Cela semble toujours suspect qu’un film de cet acabit soit totalement détaché des plus grands festivals (Venise notamment) et sorte en fin d’année. On pourrait de fait prêter l’intention au réalisateur de vouloir tout miser sur les Césars, l’académie adorant ce type de film avec des acteurs solides, un sujet universel, et une direction artistique particulièrement soignée. En fait, rien ne sert de médire, le film parle de lui-même, il n’est pas fameux.
Empesé est le premier mot qui vient à l’esprit. A force de vouloir être au plus près d’une réalité historique, Xavier Beauvois s’attarde sur nombre de scènes de genre autour du travail aux champs, de la vie à la ferme, ou de quelques intermèdes bucoliques. Le résultat est probant (il n’y a rien à redire sur les reconstitutions) et il le sait. Et c’est ce goût avancé de l’esthétique de son film qui lui fait perdre toute puissance narrative. En effet ses messages (la révolution industrielle qui s’amorce, la mutation du rôle sociétal de la femme, l’horreur de la guerre, l’omerta familiale…) se brouillent ou s’estompent au fur et à mesure que l’on progresse dans le récit. Récit qui lui-même est peu approfondi.
On peut s’enivrer, il est vrai, de la mise en lumière du chef’op qui, disons-le, fait classe, ou s’amuser de voir en action l’une des premières moissonneuses McCormick ou le tracteur Fordson. On peut aussi s’extasier de voir en image ce que nous racontaient nos grands parents ou aïeux de la vie d’alors, on peut…
Il y avait de la matière pourtant à évoquer cette période trouble que traverse cette famille. La guerre 14/18 a été traumatisante tant pour les soldats que les civils aussi bien au niveau du lien familial (absence, deuil, retour du conflit des hommes…), qu’économique (période de reconstruction jusqu’au milieu des années 20, progrès technologiques…) que social (familles monoparentales, précarité…). Beauvois essaie tant bien que mal de lancer des pistes, mais rares sont celles qui aboutissent, cela tient aussi à une fin des plus cafouilleuses et un poil ridicule. Il ne donne à aucun de ses personnages la possibilité d’exprimer pleinement son caractère butinant de l’un à l’autre.

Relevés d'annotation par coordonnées
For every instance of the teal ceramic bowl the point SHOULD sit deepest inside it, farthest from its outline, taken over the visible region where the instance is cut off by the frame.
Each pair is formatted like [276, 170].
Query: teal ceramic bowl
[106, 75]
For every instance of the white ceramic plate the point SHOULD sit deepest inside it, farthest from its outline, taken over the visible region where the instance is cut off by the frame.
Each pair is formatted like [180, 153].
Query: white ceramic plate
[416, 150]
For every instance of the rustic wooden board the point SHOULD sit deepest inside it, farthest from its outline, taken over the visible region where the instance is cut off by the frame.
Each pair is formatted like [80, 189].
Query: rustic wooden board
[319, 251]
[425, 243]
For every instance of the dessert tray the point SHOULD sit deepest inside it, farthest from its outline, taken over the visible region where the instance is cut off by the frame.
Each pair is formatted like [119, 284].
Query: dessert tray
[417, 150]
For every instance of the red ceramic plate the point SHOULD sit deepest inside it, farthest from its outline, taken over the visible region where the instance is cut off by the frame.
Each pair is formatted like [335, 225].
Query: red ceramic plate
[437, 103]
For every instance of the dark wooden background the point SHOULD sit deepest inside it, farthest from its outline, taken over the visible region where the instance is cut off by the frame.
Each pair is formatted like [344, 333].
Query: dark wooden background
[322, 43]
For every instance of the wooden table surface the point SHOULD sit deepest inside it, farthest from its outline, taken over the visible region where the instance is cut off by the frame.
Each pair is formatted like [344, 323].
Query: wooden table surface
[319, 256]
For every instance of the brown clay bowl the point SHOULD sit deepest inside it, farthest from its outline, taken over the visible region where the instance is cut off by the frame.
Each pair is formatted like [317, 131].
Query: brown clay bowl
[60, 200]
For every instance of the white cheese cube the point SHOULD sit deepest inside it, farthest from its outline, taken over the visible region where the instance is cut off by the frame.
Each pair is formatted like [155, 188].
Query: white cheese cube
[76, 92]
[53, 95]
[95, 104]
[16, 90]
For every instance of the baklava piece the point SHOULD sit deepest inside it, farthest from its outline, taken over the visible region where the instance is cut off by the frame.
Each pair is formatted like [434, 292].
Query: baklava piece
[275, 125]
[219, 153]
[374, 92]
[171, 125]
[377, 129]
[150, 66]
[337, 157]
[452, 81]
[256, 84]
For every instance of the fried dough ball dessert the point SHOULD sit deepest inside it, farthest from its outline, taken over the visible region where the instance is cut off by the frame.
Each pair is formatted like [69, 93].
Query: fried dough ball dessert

Consignes
• A. Relevez tous les messages du film que la critique de film énumère entre parenthèses dans le texte cité.
• B. Prolongez la critique de film à la suite de sa dernière phrase, s'il vous plaît.

Réponses par consigne
• A.
- la révolution industrielle qui s'amorce
- la mutation du rôle sociétal de la femme
- l'horreur de la guerre
- l'omerta familiale

• B.
Ainsi le rôle de la mère (et pourtant Nathalie Baye s’y investit à fond) le chef de clan par intérim dont on se demande à force de tergiverser quelles sont ses motivations réelles, la fille (Laura Smet) inexistante, la commis de ferme (Iris Bry) qui est censée avoir un rôle déterminant est victimisée complaisamment et le fils George semble lui ne pas trop savoir quoi faire. Je n’ai pas lu le roman mais je suis à peu près certain que la psychologie des personnages est nettement plus étoffée.
Malgré cette désorganisation, « Les gardiennes » reste un bel objet cinématographique, voire une belle illustration pédagogique de l’époque. En fait cela ressemble à du Bernard Clavel, les bons gros et beaux sentiments en moins. Par contre, sur un thème similaire (même si l’époque est différente) « Le semeur » de Marine Fransen est nettement plus percutant.
Au final, Xavier Beauvois se projette dans sa propre affiche, il sème à tout vent, mais ne récolte ni ne glane. Dommage !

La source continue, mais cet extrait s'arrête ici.